**Task to carry out**
Which lines below contain the word "cabinet"? Extract every one of them, treating uppercase and lowercase letters as different.

**Input records**

• • • • • • •

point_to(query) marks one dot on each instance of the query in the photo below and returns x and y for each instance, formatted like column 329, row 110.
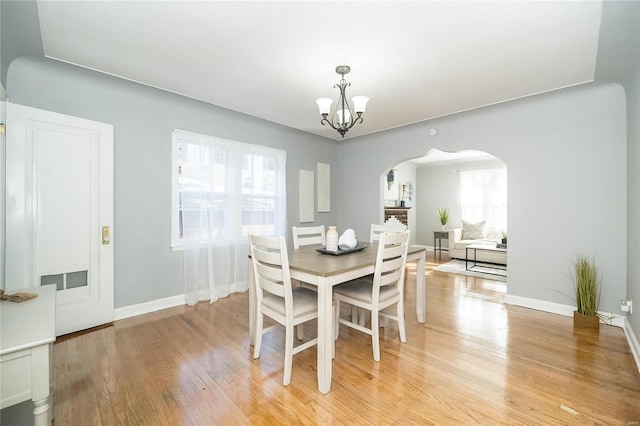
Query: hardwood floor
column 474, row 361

• • • • • • •

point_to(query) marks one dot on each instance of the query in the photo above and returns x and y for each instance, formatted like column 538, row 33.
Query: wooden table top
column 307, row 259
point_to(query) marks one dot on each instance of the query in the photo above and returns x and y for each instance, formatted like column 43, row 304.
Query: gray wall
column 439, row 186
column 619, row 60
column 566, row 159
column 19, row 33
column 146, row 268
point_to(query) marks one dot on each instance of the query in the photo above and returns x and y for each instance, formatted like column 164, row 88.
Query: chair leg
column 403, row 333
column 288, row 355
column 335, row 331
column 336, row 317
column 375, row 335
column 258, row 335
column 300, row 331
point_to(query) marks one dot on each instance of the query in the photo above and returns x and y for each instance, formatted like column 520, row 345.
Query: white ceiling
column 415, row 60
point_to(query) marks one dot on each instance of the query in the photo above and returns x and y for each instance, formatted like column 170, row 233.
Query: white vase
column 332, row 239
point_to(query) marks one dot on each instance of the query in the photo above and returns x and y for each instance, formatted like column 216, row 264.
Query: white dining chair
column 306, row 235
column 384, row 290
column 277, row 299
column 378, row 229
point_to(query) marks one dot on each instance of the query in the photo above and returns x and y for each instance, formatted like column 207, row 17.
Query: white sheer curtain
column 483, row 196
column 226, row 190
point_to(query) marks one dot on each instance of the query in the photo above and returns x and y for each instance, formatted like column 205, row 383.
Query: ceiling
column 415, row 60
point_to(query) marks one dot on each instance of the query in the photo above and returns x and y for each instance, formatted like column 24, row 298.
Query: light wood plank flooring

• • • • • • •

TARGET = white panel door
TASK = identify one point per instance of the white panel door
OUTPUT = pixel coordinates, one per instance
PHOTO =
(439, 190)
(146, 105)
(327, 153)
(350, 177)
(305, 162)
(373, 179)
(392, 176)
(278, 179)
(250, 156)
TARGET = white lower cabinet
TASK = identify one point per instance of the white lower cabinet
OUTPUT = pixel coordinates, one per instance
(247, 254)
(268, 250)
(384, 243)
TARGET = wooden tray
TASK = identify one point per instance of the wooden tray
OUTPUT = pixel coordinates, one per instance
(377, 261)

• • • • • • •

**Solution below**
TARGET = white lower cabinet
TASK = identify one point per instance of the white lower cabinet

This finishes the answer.